## TEXT
★ ★ ★ ★
Artikel-Nr.: DE20190702-Art.10-2019

Im Schatten des Handelskriegs USA-China

G20-Bilanz nach dem Osaka-Gipfel

Der G20-Gipfel, der am 28./29. Juni 2019 in Osaka/Japan stattfand, war nun bereits der zweite Gipfel innerhalb von sieben Monaten, der von einem bilateralen Treffen der USA und Chinas in den Kulissen überschattet wurde. Das Treffen sollte den Handelskonflikt der beiden größten Ökonomien der Weltwirtschaft lösen, brachte aber nur einen weiteren Waffenstillstand im Handelskrieg. Wenn die wichtigsten Fragen in separaten Zweiertreffen gelöst werden, wirft dies kein gutes Licht auf den Zustand der G20. Eine kurze Bilanz von Rainer Falk.
★ ★ ★ ★
## VORLIEGENDE ANGABEN
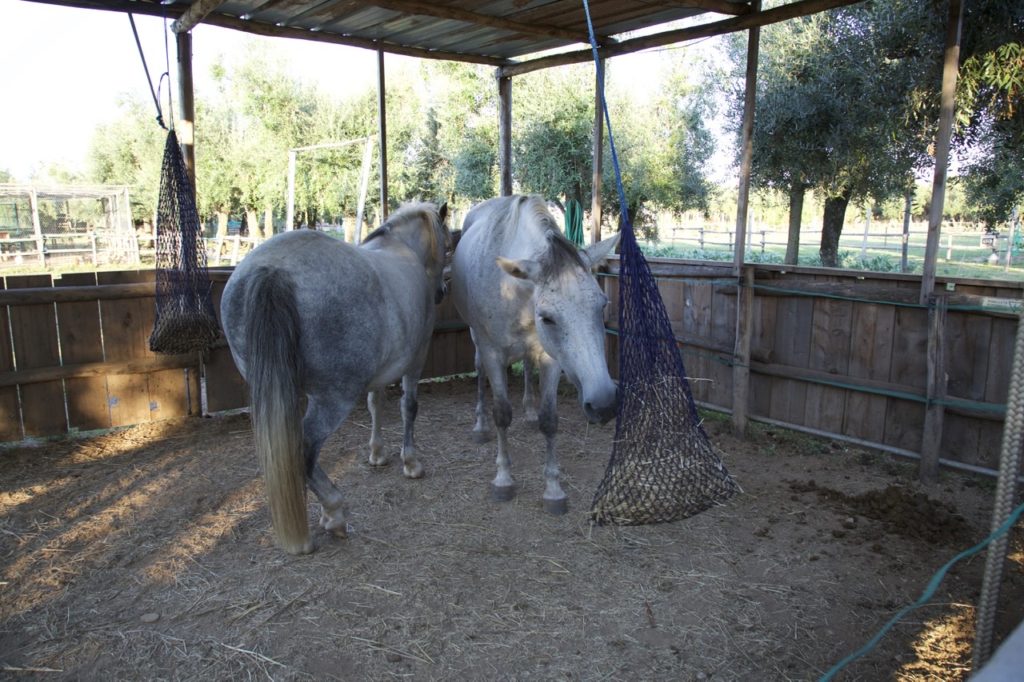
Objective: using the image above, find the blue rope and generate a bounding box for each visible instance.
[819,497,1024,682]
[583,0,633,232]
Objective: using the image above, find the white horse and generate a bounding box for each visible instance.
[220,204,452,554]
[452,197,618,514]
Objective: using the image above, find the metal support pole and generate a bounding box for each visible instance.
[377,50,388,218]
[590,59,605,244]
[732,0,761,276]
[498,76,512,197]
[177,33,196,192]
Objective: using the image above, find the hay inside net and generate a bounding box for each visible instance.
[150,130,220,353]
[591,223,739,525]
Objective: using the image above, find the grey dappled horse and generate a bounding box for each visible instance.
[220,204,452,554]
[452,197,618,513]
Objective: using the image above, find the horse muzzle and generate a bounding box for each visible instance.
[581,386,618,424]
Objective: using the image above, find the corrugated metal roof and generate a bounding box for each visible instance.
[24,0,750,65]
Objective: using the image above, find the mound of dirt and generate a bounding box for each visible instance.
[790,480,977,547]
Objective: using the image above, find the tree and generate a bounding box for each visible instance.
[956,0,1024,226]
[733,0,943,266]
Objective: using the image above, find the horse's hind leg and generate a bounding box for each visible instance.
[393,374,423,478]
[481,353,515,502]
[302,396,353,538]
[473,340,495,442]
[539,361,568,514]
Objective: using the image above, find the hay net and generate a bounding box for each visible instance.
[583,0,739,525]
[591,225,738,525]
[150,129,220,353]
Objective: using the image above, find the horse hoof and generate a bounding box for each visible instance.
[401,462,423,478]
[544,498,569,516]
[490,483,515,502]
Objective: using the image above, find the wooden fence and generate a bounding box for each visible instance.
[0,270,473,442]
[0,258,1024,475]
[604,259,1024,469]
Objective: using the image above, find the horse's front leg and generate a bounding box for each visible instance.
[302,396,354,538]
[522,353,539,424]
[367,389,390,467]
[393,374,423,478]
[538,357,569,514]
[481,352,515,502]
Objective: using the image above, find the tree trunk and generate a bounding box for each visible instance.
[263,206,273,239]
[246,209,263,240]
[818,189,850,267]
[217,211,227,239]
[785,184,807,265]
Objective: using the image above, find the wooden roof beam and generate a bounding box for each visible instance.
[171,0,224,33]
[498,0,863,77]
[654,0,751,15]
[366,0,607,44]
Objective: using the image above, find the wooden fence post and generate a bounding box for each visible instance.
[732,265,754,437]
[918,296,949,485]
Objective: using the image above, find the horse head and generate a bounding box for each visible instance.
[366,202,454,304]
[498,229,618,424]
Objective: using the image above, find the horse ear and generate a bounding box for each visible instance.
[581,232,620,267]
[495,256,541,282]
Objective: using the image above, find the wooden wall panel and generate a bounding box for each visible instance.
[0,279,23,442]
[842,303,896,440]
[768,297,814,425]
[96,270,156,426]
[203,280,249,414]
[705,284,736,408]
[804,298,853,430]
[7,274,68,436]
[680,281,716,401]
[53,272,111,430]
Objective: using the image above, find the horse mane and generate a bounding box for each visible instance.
★ ★ ★ ★
## AUFGABEN
**A)** In welcher Stadt fand der G20-Gipfel statt, um den es im Text geht?
**B)** Ändere in den Einträgen den Abschnitt, der mit dem Anfang der Einträge beginnt und mit der Zeile endet, die „[591,223,739,525]“ enthält. Ersetze darin „metal support pole“ durch „steel support pole“, lass alles andere unverändert, gib nur diesen Abschnitt ohne die Bilder wieder.

## LÖSUNGEN
**A)** In Osaka in Japan.

**B)**
Objective: using the image above, find the blue rope and generate a bounding box for each visible instance.
[819,497,1024,682]
[583,0,633,232]
Objective: using the image above, find the white horse and generate a bounding box for each visible instance.
[220,204,452,554]
[452,197,618,514]
Objective: using the image above, find the steel support pole and generate a bounding box for each visible instance.
[377,50,388,218]
[590,59,605,244]
[732,0,761,276]
[498,76,512,197]
[177,33,196,192]
Objective: using the image above, find the hay inside net and generate a bounding box for each visible instance.
[150,130,220,353]
[591,223,739,525]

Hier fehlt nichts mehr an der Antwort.